↓

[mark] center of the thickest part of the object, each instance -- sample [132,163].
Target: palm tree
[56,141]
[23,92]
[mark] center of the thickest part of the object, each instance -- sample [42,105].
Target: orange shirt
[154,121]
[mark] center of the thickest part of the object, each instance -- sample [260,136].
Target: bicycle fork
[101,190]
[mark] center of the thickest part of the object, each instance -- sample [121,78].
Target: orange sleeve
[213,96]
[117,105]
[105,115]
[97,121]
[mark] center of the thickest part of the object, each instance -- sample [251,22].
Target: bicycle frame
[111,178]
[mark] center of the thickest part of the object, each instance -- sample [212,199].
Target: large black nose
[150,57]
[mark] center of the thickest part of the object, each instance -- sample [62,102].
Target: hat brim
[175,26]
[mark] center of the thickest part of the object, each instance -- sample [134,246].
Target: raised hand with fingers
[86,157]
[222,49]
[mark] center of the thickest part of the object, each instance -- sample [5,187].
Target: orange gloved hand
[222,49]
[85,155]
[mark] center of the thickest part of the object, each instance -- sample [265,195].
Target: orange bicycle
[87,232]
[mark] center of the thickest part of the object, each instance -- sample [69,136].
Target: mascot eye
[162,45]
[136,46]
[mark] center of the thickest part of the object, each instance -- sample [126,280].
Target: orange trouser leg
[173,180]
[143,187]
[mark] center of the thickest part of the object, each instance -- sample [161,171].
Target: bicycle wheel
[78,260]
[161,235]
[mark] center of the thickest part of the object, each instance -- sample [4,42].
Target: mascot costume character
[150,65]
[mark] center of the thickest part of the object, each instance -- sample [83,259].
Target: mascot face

↑
↓

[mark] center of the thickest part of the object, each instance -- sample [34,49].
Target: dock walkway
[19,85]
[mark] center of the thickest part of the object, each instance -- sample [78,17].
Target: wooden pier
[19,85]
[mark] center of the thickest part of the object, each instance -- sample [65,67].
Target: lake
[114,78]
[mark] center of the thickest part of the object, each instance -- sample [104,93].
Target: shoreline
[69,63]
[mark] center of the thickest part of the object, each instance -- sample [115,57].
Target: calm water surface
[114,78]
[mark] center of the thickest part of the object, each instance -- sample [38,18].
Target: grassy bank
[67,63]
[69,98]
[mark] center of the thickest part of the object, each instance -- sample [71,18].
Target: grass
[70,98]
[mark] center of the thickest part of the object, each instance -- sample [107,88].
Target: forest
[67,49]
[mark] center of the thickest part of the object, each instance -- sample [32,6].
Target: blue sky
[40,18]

↑

# Written task
Reproduce without change everything in the items above from the line containing "-- sample [161,171]." down to the line containing "Target: mascot face", including both of those lines.

# Finished answer
[mark] center of the thickest part of the object, each instance -- sample [161,171].
Target: bicycle wheel
[78,260]
[161,235]
[mark] center of the thickest part of the object, each instance -- sample [4,42].
Target: mascot costume character
[150,65]
[mark] center of the thickest part of the object, each instance -- sample [83,259].
Target: mascot face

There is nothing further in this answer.